:: TESTO DI RIFERIMENTO ::
Crescendo l’uomo contemporaneo perde la consuetudine alla lotta, non si affronta più, non cerca di trarre nuove capacità dall’esperienza del dolore, non si mette più alla prova; si abitua man mano ad altre cose (distrazioni, consumi, “vantaggi”…), rifugge da se stesso, e ripone il proprio dolore negli altri, o in altre cose e non c’è da sorprendersi se la depressione è una delle malattie che più caratterizza la società odierna.
La depressione è la conseguenza di una società fondata su un sistema che nega il bisogno dell’individuo di vivere la propria soggettività e di affrontare il proprio dolore senza rifuggirlo perennemente, nella misura in cui lo condiziona a riversare le proprie angosce, le proprie paure, il proprio dolore su beni materiali o d’intrattenimento che vengono a configurarsi con quei vantaggi suddetti.
“Il dolore ci richiama alla fine”, il dolore è paralizzante, ci impedisce di pensare; la medicina si prende cura del corpo ed evita che la mente “si preoccupi” o pensi. La medicina occidentale odierna è la medicina della tecnica, che non si prende cura del danno e non bada al senso che gli è attribuito dal soggetto. La medicina si prende cura di un corpo che oggettivato non ha più senso, in quanto un corpo che non pensa smette di essere uomo e diventa sempre più cosa, si “cosalizza”.
E’ solo nel dolore che l’uomo concepisce la differenza tra cose ed uomini, in quanto si emancipa dalla cosa, facendo esperienza del dolore. Dal danno l’uomo trae un senso, che scaturisce dalla scomparsa del dolore: il senso è la conseguenza del dolore in quanto vi emerge il vissuto soggettivo del dolore, che è dato dall’impedimento. L’uomo può tollerare il dolore in quanto può attribuirgli significato in senso positivo, altrimenti il dolore avrebbe il carattere negativo e paralizzante che si attribuisce alla perdita.
:::
:: DATI DELL'ESERCIZIO ::
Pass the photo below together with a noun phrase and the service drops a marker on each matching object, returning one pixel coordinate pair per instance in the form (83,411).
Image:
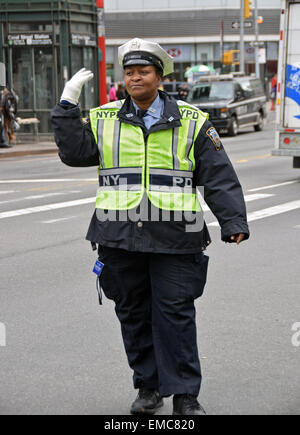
:::
## ESERCIZI DA SVOLGERE
- 1) Secondo il testo sul dolore, quale malattia caratterizza più di altre la società odierna?
- 2) Aggiorna il brano del testo sul dolore compreso tra "Crescendo l’uomo contemporaneo" e "quei vantaggi suddetti.", estremi inclusi, sostituendo "società" con "civiltà".

## SOLUZIONI
- 1) La depressione.

- 2)
Crescendo l’uomo contemporaneo perde la consuetudine alla lotta, non si affronta più, non cerca di trarre nuove capacità dall’esperienza del dolore, non si mette più alla prova; si abitua man mano ad altre cose (distrazioni, consumi, “vantaggi”…), rifugge da se stesso, e ripone il proprio dolore negli altri, o in altre cose e non c’è da sorprendersi se la depressione è una delle malattie che più caratterizza la civiltà odierna.
La depressione è la conseguenza di una civiltà fondata su un sistema che nega il bisogno dell’individuo di vivere la propria soggettività e di affrontare il proprio dolore senza rifuggirlo perennemente, nella misura in cui lo condiziona a riversare le proprie angosce, le proprie paure, il proprio dolore su beni materiali o d’intrattenimento che vengono a configurarsi con quei vantaggi suddetti.